PROBLEM REQUIREMENTS: Without the images, reproduce each line of the material exactly.
:::::
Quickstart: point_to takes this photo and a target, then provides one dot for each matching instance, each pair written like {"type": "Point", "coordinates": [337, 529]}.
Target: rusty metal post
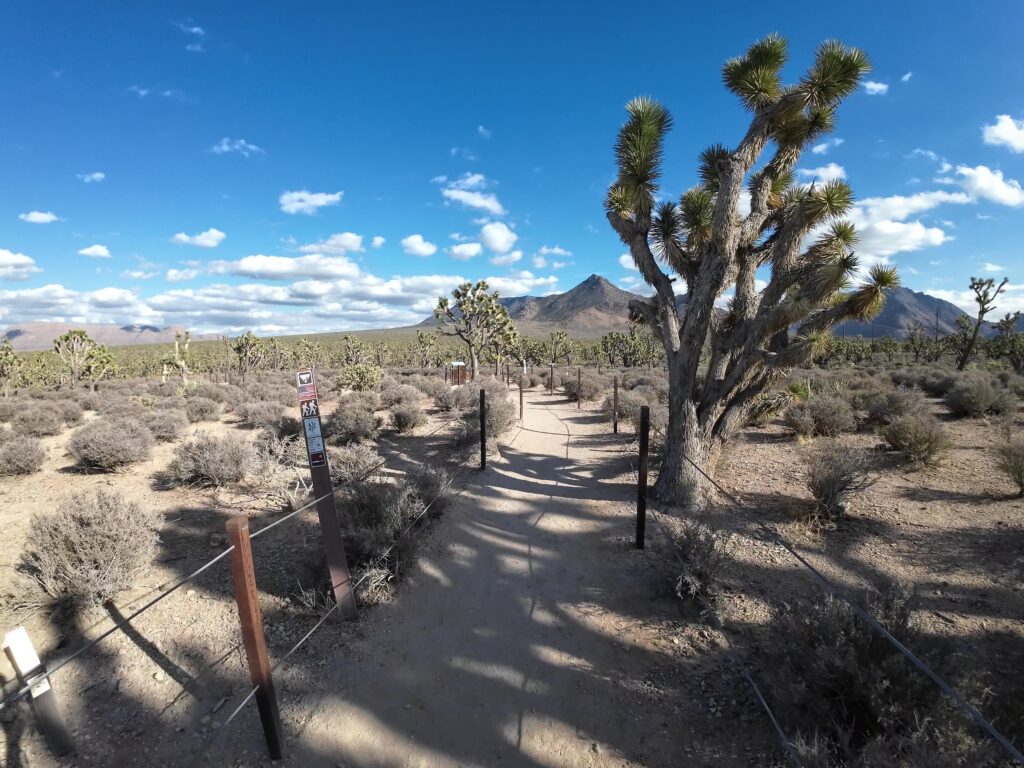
{"type": "Point", "coordinates": [32, 672]}
{"type": "Point", "coordinates": [483, 429]}
{"type": "Point", "coordinates": [642, 475]}
{"type": "Point", "coordinates": [614, 407]}
{"type": "Point", "coordinates": [247, 597]}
:::::
PROBLEM SOLUTION:
Quickstart: point_to takes this photo and a target, then provides one dot for each matching instance, each pair written like {"type": "Point", "coordinates": [337, 529]}.
Target: rusty metal post
{"type": "Point", "coordinates": [32, 672]}
{"type": "Point", "coordinates": [483, 429]}
{"type": "Point", "coordinates": [642, 475]}
{"type": "Point", "coordinates": [614, 407]}
{"type": "Point", "coordinates": [247, 597]}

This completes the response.